- DIRECTIONS:
Below are entries. Reproduce exactly the lines between the line holding "Find the white ceiling" and the line holding "Find the sofa cushion", inclusive, and only those.

(Extracted data entries)
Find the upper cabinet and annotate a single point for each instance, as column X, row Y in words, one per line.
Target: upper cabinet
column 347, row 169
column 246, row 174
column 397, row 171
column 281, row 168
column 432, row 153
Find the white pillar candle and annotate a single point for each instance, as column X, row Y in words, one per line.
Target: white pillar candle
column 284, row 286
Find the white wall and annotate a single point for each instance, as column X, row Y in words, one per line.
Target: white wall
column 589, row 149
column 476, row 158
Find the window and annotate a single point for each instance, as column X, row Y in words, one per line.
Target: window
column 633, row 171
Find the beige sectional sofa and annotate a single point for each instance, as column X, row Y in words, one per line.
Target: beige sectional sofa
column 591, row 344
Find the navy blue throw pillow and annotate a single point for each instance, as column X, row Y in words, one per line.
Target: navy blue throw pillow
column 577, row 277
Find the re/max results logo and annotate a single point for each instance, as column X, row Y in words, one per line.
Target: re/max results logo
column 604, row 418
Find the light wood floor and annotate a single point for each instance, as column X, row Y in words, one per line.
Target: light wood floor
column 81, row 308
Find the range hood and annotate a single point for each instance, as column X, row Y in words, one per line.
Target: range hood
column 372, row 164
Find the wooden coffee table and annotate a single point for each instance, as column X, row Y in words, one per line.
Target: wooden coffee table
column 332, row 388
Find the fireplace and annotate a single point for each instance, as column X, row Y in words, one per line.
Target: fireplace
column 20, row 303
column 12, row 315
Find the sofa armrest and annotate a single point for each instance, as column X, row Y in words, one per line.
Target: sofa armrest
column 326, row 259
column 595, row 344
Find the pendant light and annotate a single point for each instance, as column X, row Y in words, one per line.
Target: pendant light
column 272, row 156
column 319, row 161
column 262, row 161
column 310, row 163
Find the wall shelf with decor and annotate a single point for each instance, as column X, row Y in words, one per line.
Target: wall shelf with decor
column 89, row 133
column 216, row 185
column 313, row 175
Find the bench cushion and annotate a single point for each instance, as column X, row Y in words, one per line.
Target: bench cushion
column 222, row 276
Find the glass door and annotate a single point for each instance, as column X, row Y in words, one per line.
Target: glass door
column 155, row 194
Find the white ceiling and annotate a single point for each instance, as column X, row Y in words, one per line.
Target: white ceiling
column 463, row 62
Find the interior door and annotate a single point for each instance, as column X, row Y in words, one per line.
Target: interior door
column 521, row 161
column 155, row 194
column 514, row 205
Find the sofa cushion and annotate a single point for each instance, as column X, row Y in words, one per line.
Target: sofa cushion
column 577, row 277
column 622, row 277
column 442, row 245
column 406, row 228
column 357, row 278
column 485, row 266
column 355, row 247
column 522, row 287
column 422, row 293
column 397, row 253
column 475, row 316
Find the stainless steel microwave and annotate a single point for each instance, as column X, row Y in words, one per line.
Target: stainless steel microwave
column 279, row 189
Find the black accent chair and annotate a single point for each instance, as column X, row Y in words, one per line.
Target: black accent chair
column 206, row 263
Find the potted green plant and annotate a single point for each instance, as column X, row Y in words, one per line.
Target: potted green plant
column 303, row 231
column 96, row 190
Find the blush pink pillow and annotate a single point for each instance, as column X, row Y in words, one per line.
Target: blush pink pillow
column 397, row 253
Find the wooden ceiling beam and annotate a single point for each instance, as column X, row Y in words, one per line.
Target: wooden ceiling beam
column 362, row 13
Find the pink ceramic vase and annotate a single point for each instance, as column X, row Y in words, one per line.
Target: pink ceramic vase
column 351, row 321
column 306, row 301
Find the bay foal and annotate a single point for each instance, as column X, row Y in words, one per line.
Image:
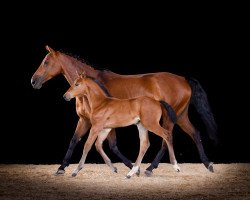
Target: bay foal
column 176, row 90
column 107, row 113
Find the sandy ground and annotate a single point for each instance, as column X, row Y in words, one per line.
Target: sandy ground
column 96, row 181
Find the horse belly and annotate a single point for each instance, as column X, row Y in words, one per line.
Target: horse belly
column 121, row 121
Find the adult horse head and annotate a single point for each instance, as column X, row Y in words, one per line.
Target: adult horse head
column 49, row 68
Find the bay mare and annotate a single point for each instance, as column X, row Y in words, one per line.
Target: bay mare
column 178, row 91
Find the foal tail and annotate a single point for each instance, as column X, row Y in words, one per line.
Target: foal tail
column 170, row 110
column 200, row 102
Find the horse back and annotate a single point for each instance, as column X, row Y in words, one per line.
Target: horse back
column 165, row 86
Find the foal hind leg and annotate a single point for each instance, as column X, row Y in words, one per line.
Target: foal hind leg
column 186, row 125
column 144, row 144
column 112, row 145
column 82, row 127
column 101, row 137
column 87, row 146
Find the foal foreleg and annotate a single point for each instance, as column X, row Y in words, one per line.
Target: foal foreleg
column 112, row 145
column 82, row 127
column 144, row 144
column 101, row 137
column 87, row 146
column 156, row 161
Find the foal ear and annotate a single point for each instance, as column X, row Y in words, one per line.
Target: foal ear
column 49, row 49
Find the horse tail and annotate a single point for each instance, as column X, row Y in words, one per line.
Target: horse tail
column 170, row 110
column 200, row 102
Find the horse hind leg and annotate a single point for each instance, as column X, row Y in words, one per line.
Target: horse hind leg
column 167, row 124
column 113, row 146
column 188, row 128
column 144, row 144
column 101, row 137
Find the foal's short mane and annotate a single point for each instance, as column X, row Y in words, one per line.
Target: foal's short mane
column 101, row 85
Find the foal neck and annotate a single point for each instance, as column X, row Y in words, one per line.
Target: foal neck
column 94, row 94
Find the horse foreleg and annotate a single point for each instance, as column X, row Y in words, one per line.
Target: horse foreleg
column 156, row 161
column 82, row 127
column 87, row 146
column 112, row 145
column 168, row 125
column 144, row 144
column 101, row 137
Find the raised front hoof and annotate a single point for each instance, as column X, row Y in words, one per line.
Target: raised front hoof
column 74, row 174
column 138, row 172
column 148, row 173
column 128, row 177
column 210, row 167
column 59, row 172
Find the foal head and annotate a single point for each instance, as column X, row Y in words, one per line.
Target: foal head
column 79, row 89
column 49, row 68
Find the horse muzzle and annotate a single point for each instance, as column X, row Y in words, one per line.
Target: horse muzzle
column 67, row 97
column 36, row 82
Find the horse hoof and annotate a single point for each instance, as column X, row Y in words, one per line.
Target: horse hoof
column 128, row 176
column 138, row 173
column 59, row 172
column 148, row 173
column 74, row 174
column 210, row 167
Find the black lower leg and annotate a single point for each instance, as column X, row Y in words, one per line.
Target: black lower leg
column 200, row 148
column 114, row 148
column 158, row 157
column 70, row 150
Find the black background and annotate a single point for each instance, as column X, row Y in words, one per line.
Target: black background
column 207, row 44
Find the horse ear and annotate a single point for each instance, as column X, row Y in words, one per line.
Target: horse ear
column 83, row 75
column 49, row 49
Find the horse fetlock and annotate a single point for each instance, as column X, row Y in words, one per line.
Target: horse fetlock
column 176, row 168
column 133, row 171
column 59, row 172
column 210, row 167
column 148, row 173
column 138, row 172
column 115, row 169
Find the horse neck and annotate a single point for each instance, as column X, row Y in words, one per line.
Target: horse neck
column 95, row 95
column 71, row 68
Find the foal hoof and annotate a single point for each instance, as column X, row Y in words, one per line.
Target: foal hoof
column 128, row 176
column 59, row 172
column 138, row 172
column 148, row 173
column 74, row 174
column 210, row 167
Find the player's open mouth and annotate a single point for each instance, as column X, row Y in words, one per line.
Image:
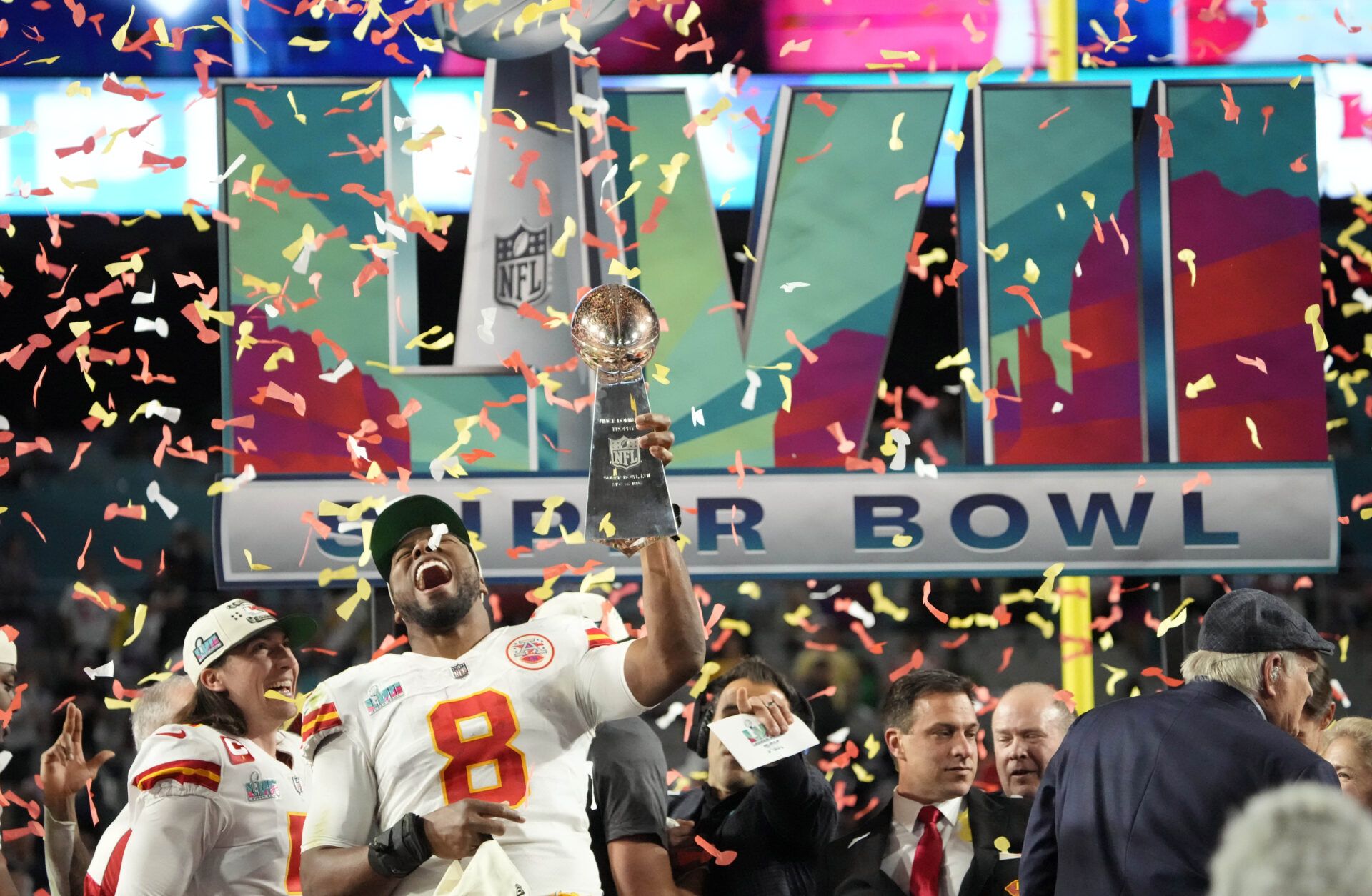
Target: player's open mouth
column 432, row 574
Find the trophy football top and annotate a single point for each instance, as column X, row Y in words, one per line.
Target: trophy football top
column 499, row 29
column 615, row 331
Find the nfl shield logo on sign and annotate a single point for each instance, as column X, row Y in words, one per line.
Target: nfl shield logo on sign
column 522, row 265
column 623, row 453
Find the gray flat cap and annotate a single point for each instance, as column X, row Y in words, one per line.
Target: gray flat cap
column 1249, row 620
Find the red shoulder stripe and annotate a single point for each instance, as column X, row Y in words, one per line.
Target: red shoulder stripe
column 187, row 772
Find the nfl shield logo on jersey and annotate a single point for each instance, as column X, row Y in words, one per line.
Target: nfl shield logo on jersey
column 532, row 652
column 522, row 265
column 623, row 453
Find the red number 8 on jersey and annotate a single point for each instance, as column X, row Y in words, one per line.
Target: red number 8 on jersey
column 477, row 733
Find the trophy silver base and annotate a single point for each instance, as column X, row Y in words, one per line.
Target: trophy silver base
column 627, row 504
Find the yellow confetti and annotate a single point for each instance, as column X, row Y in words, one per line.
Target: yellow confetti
column 424, row 341
column 140, row 615
column 883, row 604
column 617, row 269
column 998, row 253
column 671, row 172
column 362, row 593
column 1203, row 384
column 707, row 672
column 969, row 382
column 1312, row 317
column 987, row 70
column 219, row 19
column 1115, row 674
column 314, row 46
column 954, row 360
column 1190, row 258
column 568, row 232
column 896, row 143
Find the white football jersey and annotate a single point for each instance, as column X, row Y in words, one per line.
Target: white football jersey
column 509, row 721
column 214, row 814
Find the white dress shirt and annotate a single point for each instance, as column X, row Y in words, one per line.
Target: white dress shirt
column 906, row 830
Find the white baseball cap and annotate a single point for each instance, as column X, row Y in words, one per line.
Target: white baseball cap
column 587, row 607
column 229, row 624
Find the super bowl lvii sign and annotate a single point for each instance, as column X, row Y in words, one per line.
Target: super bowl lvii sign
column 1117, row 292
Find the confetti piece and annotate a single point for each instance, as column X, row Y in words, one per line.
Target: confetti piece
column 1045, row 124
column 896, row 143
column 1153, row 672
column 1115, row 674
column 917, row 659
column 1188, row 257
column 727, row 855
column 140, row 615
column 938, row 614
column 1164, row 136
column 1312, row 317
column 1205, row 383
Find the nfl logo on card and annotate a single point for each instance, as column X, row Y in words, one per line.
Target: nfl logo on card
column 532, row 652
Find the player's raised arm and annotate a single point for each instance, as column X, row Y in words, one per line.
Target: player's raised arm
column 674, row 647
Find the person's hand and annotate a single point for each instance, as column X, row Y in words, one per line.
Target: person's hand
column 770, row 708
column 456, row 830
column 659, row 442
column 681, row 835
column 64, row 769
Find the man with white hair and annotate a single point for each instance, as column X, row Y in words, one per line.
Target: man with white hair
column 627, row 807
column 1028, row 727
column 65, row 772
column 1298, row 840
column 1139, row 790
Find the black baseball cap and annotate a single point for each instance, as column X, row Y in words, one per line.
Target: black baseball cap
column 402, row 517
column 1249, row 620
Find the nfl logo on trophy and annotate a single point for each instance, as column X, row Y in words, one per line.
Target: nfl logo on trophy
column 623, row 453
column 522, row 265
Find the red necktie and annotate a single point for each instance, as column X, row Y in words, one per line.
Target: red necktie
column 925, row 872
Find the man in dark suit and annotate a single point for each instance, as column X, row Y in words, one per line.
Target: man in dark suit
column 1136, row 796
column 938, row 835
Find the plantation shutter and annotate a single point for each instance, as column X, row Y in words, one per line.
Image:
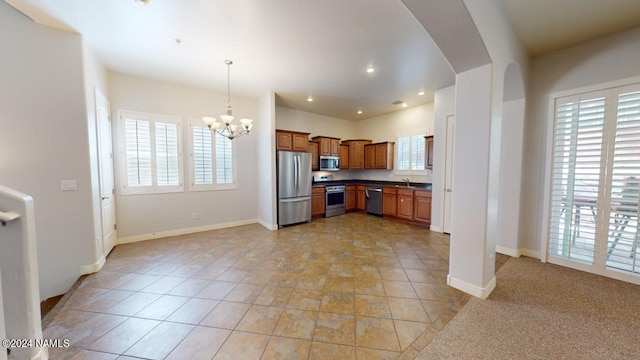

- FINISHED TASK:
Find the white ceiling and annotate a single point for each instance, as column X, row Y in words, one per line.
Target: white ceiling
column 463, row 62
Find the interior door and annotate a single point for each instance, as column X, row Y in words, one per line.
Target: interior door
column 521, row 161
column 155, row 194
column 514, row 205
Find the sofa cushion and annotate a single point for each instance, as column X, row Y in words, one per line.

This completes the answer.